╭─ Excerpt to read
This is known as **sequential decision process**, at each time step $t$:
- **agent** uses data up to time $t$ and takes action $a_t$
- **world** emits observation $o_t$ and reward $r_t$, received by agent
- data are stored in **history**: $h_t = (a_1,o_1,r_1,...,a_t,o_t,r_t)$


|Examples|Action|Observation|Reward|
|:------:|:----:|:---------:|:----:|
|web ad|choose web ad|view time|click on ad|
|blood pressure control|exercise or medication|blood pressure|within healthy range|

Our goal is to maximise total expected (why expected?) future rewards, which may require balancing immediate and long-term rewards, as well as strategic behaviour to achieve high rewards. 

The terminologies:
- **agent**: an intelligent subject that can make actions
- **world**: the environment that the agent operates in, and produces observations and rewards accordingly 
- **state**: information state assumed to determine what happens next
- **wrold state**: representation of how the world changes, often true state of world is unknown to agent and we model it with limited data (why?)
╰─
╭─ Recorded information
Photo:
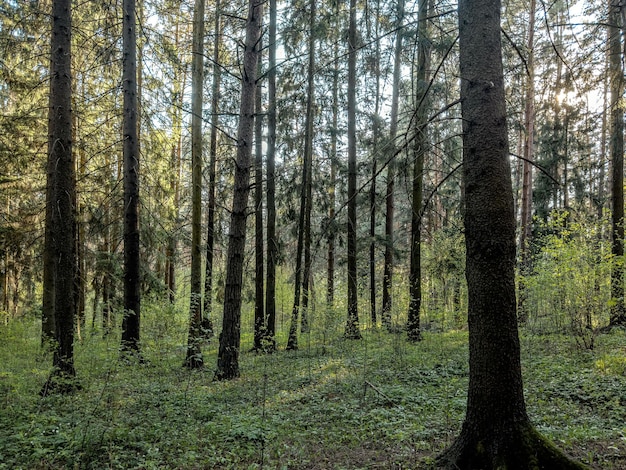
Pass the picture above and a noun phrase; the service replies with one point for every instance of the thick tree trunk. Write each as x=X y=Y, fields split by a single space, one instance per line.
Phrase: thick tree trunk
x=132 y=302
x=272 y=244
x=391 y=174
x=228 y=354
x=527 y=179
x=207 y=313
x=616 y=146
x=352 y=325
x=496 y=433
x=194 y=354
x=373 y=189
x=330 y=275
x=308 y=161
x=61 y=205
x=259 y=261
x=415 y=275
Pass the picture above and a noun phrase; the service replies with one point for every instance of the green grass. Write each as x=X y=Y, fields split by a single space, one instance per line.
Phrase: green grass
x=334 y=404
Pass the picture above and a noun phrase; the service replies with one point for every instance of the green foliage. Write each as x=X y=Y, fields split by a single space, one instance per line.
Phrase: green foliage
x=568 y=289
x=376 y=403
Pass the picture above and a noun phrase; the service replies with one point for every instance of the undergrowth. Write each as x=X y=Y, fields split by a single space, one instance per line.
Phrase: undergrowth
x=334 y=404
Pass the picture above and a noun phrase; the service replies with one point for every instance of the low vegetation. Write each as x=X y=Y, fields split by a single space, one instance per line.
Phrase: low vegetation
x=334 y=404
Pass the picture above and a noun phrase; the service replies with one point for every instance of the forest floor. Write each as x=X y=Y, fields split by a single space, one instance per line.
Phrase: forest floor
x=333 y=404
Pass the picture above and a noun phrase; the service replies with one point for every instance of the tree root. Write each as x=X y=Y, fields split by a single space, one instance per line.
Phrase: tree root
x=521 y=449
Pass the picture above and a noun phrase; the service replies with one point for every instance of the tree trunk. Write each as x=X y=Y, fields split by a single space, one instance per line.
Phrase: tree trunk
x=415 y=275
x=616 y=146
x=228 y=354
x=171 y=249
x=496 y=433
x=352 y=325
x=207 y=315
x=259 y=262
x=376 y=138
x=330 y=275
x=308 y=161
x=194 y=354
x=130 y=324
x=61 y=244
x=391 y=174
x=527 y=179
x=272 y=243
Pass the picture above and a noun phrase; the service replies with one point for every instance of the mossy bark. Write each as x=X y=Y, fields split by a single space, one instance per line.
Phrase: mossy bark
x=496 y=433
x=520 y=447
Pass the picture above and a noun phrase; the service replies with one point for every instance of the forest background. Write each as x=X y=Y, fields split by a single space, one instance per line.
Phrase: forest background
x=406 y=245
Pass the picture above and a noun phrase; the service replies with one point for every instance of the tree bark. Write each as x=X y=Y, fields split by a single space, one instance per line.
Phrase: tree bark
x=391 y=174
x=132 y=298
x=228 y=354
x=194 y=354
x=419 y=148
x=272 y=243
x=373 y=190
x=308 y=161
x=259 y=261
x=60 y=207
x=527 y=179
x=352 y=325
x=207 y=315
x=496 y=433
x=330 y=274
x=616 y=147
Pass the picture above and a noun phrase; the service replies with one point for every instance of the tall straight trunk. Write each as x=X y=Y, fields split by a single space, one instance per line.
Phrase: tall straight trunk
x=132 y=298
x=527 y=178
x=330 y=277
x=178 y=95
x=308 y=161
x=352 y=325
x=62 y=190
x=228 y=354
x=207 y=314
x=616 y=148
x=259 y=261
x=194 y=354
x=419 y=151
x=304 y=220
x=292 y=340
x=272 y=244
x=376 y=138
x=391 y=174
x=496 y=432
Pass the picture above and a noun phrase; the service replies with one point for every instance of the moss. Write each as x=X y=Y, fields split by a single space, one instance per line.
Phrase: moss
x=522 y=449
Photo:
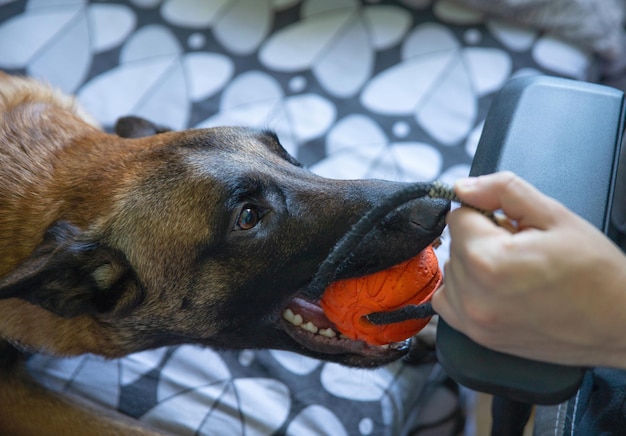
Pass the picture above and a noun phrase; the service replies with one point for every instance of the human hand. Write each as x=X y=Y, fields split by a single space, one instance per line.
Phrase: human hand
╰─
Complete the following:
1: Reproduce word for word the part of the notes on sequential decision processes starting with "This is known" and going on through "achieve high rewards.".
2: In the notes on sequential decision processes, rewrite the paragraph beginning "Our goal is to maximise" as one shorter sentence that keeps its main facts.

Written responses:
1:
This is known as **sequential decision process**, at each time step $t$:
- **agent** uses data up to time $t$ and takes action $a_t$
- **world** emits observation $o_t$ and reward $r_t$, received by agent
- data are stored in **history**: $h_t = (a_1,o_1,r_1,...,a_t,o_t,r_t)$


|Examples|Action|Observation|Reward|
|:------:|:----:|:---------:|:----:|
|web ad|choose web ad|view time|click on ad|
|blood pressure control|exercise or medication|blood pressure|within healthy range|

Our goal is to maximise total expected (why expected?) future rewards, which may require balancing immediate and long-term rewards, as well as strategic behaviour to achieve high rewards.

2: The goal is to maximize total expected future rewards, which can mean balancing immediate against long-term rewards and acting strategically to earn high rewards.